→ To do
Retype all of the records precisely.

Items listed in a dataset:
━━━━━━━━━━━━━━━━━━━━

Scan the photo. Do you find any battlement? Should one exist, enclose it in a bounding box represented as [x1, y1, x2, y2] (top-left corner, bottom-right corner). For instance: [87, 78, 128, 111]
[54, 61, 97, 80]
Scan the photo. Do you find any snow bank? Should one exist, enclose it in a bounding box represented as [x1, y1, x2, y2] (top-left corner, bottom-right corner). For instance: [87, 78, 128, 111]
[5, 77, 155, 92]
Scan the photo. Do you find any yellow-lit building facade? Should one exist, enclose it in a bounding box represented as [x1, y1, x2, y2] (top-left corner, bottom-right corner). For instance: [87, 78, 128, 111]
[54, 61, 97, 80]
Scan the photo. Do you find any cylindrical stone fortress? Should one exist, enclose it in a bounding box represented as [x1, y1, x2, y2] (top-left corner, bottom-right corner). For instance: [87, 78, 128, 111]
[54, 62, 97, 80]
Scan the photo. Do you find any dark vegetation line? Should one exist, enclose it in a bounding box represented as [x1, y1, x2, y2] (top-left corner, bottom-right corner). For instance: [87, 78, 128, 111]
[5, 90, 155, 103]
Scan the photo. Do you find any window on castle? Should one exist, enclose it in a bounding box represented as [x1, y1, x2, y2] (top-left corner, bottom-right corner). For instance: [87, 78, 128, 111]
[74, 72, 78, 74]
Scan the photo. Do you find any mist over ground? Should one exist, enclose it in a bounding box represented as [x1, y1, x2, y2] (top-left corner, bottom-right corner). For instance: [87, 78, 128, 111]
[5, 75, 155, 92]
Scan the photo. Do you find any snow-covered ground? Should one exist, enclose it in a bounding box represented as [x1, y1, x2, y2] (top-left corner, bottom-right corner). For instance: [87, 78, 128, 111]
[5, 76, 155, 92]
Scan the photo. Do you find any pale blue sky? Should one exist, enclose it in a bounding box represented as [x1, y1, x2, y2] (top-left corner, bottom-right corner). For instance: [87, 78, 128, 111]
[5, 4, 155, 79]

━━━━━━━━━━━━━━━━━━━━

→ Written response
Scan the photo. Do you find any battlement? Should one exist, enclose it in a bounding box represented as [x1, y1, x2, y2] (top-left corner, bottom-right corner). For instance: [87, 78, 128, 111]
[54, 61, 97, 80]
Scan the photo. Do you find any snow bank? Should one exist, enclose it in a bounding box represented as [x1, y1, x2, y2] (top-left corner, bottom-right corner). For instance: [87, 78, 128, 111]
[5, 77, 155, 92]
Scan the photo. Do you find any yellow-lit building facade? Should one exist, enclose it in a bounding box represented as [x1, y1, x2, y2] (top-left corner, bottom-right corner). For instance: [87, 78, 128, 111]
[54, 61, 97, 80]
Scan the photo. Do you find any cylindrical stone fortress? Should one exist, enclose it in a bounding box represented as [x1, y1, x2, y2] (top-left corner, bottom-right corner). For instance: [87, 78, 128, 111]
[54, 62, 97, 80]
Scan the photo. Do you find any dark vegetation line? Should one exist, enclose it in a bounding box represented as [x1, y1, x2, y2] (top-left corner, bottom-right corner). For instance: [87, 78, 128, 111]
[5, 90, 155, 103]
Scan the photo. Do you find any window on castle? Should one exist, enclose it in a bounding box represented as [x1, y1, x2, y2] (top-left corner, bottom-right corner). For instance: [87, 78, 128, 111]
[74, 72, 78, 74]
Scan the photo. Do you find any mist over ground? Should one exist, enclose it in a bounding box represented as [x1, y1, x2, y2] (top-left corner, bottom-right corner). For instance: [87, 78, 128, 111]
[5, 75, 155, 92]
Scan the photo. Do you find any snow-covered ground? Should one exist, enclose it in a bounding box represented as [x1, y1, x2, y2] (top-left corner, bottom-right corner). For instance: [87, 78, 128, 111]
[5, 76, 155, 92]
Scan the photo. Do you find any pale blue sky? Should one exist, enclose it in a bounding box represented as [x1, y1, x2, y2] (top-left corner, bottom-right corner). For instance: [87, 78, 128, 111]
[5, 4, 155, 79]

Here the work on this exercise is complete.